| THE EXERCISE |
Please identify each line below that contains the word "decoration", and copy every such line in full.

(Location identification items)

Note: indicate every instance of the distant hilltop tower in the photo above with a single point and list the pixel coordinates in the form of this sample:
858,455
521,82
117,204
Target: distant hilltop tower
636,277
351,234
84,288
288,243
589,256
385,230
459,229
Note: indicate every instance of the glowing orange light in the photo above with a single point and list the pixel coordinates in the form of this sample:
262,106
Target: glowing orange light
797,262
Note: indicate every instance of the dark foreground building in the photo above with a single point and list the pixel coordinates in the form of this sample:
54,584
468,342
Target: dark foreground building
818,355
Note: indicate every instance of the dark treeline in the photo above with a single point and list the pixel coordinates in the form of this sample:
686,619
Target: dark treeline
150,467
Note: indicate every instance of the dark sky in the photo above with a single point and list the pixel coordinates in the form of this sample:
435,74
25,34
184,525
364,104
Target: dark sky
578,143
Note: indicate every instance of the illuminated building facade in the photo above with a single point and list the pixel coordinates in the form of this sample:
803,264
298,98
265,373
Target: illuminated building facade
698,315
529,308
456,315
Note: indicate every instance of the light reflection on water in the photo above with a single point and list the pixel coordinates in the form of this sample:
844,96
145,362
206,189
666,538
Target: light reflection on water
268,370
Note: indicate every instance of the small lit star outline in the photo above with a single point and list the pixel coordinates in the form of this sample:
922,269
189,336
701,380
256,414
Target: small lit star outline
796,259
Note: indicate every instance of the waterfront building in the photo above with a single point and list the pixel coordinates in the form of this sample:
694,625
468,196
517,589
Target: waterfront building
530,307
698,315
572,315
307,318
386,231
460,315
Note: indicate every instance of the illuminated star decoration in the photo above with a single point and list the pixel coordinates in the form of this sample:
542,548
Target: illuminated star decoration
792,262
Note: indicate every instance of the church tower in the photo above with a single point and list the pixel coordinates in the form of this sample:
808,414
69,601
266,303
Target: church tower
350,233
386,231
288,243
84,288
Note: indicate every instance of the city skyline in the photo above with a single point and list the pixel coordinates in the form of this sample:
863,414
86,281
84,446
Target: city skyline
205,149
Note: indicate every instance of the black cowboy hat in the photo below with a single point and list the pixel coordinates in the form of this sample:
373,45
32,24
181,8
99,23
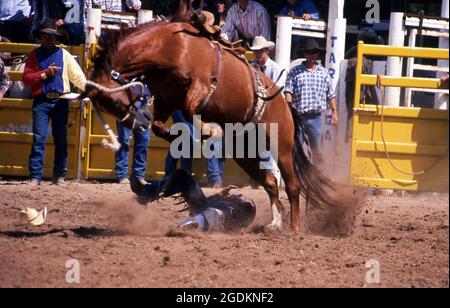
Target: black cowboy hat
370,37
312,46
48,27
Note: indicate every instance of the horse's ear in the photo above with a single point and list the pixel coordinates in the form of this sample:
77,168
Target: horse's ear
89,91
181,10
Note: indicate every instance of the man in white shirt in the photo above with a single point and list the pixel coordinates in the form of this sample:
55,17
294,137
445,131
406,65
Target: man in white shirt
261,49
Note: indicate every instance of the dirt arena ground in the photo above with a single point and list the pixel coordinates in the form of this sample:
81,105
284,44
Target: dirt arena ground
119,243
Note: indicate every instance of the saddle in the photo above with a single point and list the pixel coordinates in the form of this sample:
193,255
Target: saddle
204,22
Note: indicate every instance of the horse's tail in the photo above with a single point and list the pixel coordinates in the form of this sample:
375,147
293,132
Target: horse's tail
315,187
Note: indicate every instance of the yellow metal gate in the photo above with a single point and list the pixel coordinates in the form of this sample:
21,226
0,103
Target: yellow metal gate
16,125
395,147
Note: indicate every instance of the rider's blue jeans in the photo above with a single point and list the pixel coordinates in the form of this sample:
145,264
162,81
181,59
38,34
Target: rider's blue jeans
140,150
45,110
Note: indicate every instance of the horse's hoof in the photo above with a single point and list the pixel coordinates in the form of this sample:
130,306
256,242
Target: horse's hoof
272,229
295,230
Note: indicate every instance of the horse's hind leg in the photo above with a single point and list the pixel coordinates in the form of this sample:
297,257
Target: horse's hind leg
291,180
270,184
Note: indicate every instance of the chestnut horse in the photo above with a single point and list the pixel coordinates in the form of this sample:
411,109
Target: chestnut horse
179,63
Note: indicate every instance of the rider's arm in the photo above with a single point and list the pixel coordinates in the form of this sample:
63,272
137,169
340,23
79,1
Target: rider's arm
4,79
32,74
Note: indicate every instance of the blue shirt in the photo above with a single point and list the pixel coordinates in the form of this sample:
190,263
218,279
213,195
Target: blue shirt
310,89
14,10
300,8
55,84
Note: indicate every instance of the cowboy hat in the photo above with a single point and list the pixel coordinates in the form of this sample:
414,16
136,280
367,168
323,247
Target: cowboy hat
207,19
312,46
49,27
33,217
260,42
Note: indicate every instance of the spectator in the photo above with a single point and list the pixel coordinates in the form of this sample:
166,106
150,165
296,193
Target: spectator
15,20
140,150
220,11
261,49
45,10
4,80
76,24
49,70
301,8
309,89
246,20
114,5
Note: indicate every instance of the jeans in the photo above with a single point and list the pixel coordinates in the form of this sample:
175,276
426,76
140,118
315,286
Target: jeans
171,162
141,143
314,129
215,166
44,110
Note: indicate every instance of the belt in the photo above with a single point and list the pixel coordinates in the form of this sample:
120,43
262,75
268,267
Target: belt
52,95
311,113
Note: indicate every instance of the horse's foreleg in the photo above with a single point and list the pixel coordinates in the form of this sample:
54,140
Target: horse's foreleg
292,189
161,116
270,184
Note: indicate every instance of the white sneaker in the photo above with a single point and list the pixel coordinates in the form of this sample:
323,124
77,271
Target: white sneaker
124,181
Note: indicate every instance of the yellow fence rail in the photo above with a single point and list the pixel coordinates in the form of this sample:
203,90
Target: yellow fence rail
396,147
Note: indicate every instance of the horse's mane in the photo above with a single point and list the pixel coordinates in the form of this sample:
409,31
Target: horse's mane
181,12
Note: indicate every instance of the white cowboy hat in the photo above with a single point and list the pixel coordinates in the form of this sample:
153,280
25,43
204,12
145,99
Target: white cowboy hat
33,217
260,42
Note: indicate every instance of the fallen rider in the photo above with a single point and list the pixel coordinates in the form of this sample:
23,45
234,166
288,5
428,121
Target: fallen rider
221,212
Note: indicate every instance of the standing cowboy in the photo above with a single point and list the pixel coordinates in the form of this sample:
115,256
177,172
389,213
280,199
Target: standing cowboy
247,20
309,89
261,49
49,70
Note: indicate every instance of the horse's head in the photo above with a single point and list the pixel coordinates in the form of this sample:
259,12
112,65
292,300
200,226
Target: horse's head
126,99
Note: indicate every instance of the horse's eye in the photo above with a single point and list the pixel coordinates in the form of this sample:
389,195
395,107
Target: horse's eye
117,104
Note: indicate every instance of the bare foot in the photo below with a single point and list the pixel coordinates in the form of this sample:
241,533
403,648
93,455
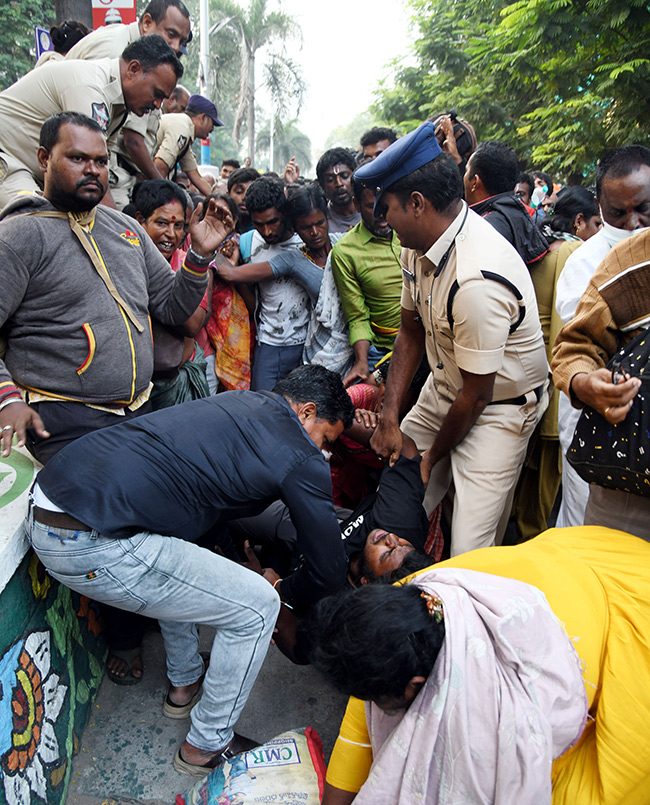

| SOLUTION |
Note: indicate every instance of the illuminated star decoration in the photo above with a single point and list the pixel coordinates in the form of this sample:
Target: illuminated star decoration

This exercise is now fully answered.